The C code is compiled into a static library which is linked into the test code though sonar only has the #includes to go on.

1 Like

I should also add that I had one instace of C++ rules applying for a .c file rather than a .h.
I discovered that the file was created by configuring (in cmake) a “.c.in” into a “.c”. I resolved that by adding .c.in as a C suffix in sonar.c.file.suffixes=.c,.h,.c.in.
At least I thought I did but I have since been informed that sonar.c.file.suffixes is no longer used. So how I fixed it is a mystery.

1 Like

Hi,

Thank you for additional information, that helps to clarify.

Was the issue you are referring to raised in the header file, which is included from C++ source?
This would explain the behavior you are seeing. We analyze code in header files, as part of the analysis of the source file that is including them. So if the header is included in the file that is a C++ source file (i.e. file that is compiled as C++), it will be analyzed as C++ code.

As you are rightly pointing out, this should not apply to code that is placed inside the extern "C" block, and it is most likely bug in rule implementation. For which rule or rules, have you seen the issue being reported?

We determine a language in which the file should be analyzed, by looking into the compilation command for the source file (and included headers are analyzed with it). This allows us to match to also determine a correct language standard to use. Would it be possible, that the file was compile in c++ mode before?

For the .c.in cases it was definitely only compiled as C.

For the header case its only two rules:

cpp:S5028 - Macros should not be used to define constants
cpp:S5416 - “using” should be preferred for type aliasing

I was thinking it would be a bug in the rule selection code (enabling all C++) rules rather than any specific rule but it could have a lot worse so perhaps not.

As I understand, the issue not longer reproduces. But if you will notice a C++ issues, being raised in C source file again, could you please open a new thread.

I have created CPP-3976 ticket for the above false positives in C code placed inside the extern "C" block, including whole headers being lexically included. You can use it to track the status of the issue.

2 Likes

--- Information shown ---
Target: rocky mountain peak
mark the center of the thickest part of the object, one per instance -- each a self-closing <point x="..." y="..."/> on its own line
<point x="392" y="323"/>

--- Task instructions ---
(a) Answer each question from the thread on C and C++ analysis, one line per answer, marked (i), (ii), (iii) like the questions.
(i) What did the poster add as a C suffix in sonar.c.file.suffixes?
(ii) Which two rules were reported for the header case?
(iii) What ticket was created for the false positives in C code placed inside the extern "C" block?
(b) Write out the passage of the thread on C and C++ analysis starting with "At least I thought" and going on through "helps to clarify.".

--- The solutions ---
(a)
(i) .c.in
(ii) cpp:S5028 (Macros should not be used to define constants) and cpp:S5416 ("using" should be preferred for type aliasing)
(iii) CPP-3976

(b)
At least I thought I did but I have since been informed that sonar.c.file.suffixes is no longer used. So how I fixed it is a mystery.

1 Like

Hi,

Thank you for additional information, that helps to clarify.